### Supplied text:
[Begin]

# Beretta 92 Compact?



## ABArt

Is the Beretta 92 Compact good for a eevry day C&C Firearm,the full size Berretas are just too bif for C&C IMO...


----------



## Shipwreck

I concealed carried a fullsize 92FS for almost 3 years. I had two Compact 92s until very recently. I occassionally carried one of them - the grip is shorter, making it a bit easier to conceal. However, the width of the gun is the same as the fullsize 92FS. I found that I just preferred carrying the fullsize model..

I have no problem carrying a gun this size - not everyone agrees with me. The 92 platform is my all time favorite, however. I sold off my compacts and railed models, and I have a bunch of the standard 92FS model. To me, it has the best balance.


----------



## berettatoter

Shipwreck said:


> I concealed carried a fullsize 92FS for almost 3 years. I had two Compact 92s until very recently. I occassionally carried one of them - the grip is shorter, making it a bit easier to conceal. However, the width of the gun is the same as the fullsize 92FS. I found that I just preferred carrying the fullsize model..
> 
> I have no problem carrying a gun this size - not everyone agrees with me. The 92 platform is my all time favorite, however. I sold off my compacts and railed models, and I have a bunch of the standard 92FS model. To me, it has the best balance.


I agree that the 92FS is a spectacular gun. Everything about the gun works great for me, except for trying to conceal it with warm weather clothes on. I do fine until I have to bend over to pick something up, and then, SURPRISE! Even with two nice leather IWB holsters, that large gun just does not want to stay hidden while moving around in all positions.


----------



## paratrooper

Did the Beretta Compact have a single-stack magazine?

I handled one years ago, but can't recall a whole lot about it.


----------



## DanP_from_AZ

ABArt said:


> Is the Beretta 92 Compact good for a eevry day C&C Firearm,the full size Berretas are just too bif for C&C IMO...


Short answer: No.

[End]

### Written problem 1:
In the Beretta 92 Compact thread, for how long did Shipwreck conceal carry a fullsize 92FS?

### Data shown:
[Begin]

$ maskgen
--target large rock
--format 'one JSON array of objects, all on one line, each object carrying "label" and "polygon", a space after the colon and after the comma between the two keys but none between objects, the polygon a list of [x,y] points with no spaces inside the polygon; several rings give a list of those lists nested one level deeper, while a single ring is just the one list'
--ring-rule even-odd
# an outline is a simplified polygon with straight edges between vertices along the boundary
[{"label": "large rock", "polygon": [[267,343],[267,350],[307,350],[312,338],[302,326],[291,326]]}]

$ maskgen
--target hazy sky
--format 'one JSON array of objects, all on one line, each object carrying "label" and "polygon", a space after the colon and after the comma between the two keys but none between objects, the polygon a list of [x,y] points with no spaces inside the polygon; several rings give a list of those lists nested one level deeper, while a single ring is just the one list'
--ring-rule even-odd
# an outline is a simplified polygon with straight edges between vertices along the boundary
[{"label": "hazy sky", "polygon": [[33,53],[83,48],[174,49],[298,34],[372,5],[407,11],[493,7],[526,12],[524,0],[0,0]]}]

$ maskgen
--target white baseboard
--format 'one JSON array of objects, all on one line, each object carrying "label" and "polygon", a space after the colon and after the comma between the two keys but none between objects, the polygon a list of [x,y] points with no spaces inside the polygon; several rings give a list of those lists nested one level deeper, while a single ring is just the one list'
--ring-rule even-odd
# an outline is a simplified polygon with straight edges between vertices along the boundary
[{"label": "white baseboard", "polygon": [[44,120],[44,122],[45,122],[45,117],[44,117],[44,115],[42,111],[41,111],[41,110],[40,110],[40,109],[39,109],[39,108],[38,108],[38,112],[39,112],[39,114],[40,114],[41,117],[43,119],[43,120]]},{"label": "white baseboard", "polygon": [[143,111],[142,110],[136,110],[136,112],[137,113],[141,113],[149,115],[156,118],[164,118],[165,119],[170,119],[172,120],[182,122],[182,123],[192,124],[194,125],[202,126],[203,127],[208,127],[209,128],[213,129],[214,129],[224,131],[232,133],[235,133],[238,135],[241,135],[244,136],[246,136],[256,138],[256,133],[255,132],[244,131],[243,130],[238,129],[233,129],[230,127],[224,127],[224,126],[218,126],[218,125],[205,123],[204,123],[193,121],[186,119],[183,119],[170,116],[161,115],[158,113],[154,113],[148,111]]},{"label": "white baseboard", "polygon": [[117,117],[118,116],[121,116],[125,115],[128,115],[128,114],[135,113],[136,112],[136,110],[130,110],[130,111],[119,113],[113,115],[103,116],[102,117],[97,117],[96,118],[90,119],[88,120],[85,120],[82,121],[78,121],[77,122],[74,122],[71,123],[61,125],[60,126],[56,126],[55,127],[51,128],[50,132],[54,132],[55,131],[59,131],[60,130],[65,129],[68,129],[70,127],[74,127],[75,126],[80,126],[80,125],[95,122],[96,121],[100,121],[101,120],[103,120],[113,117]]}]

[End]

### Written problem 2:
Gather every line of the records that contains the string "target".

### Written solution 1:
Almost 3 years.

### Written solution 2:
--target large rock
--target hazy sky
--target white baseboard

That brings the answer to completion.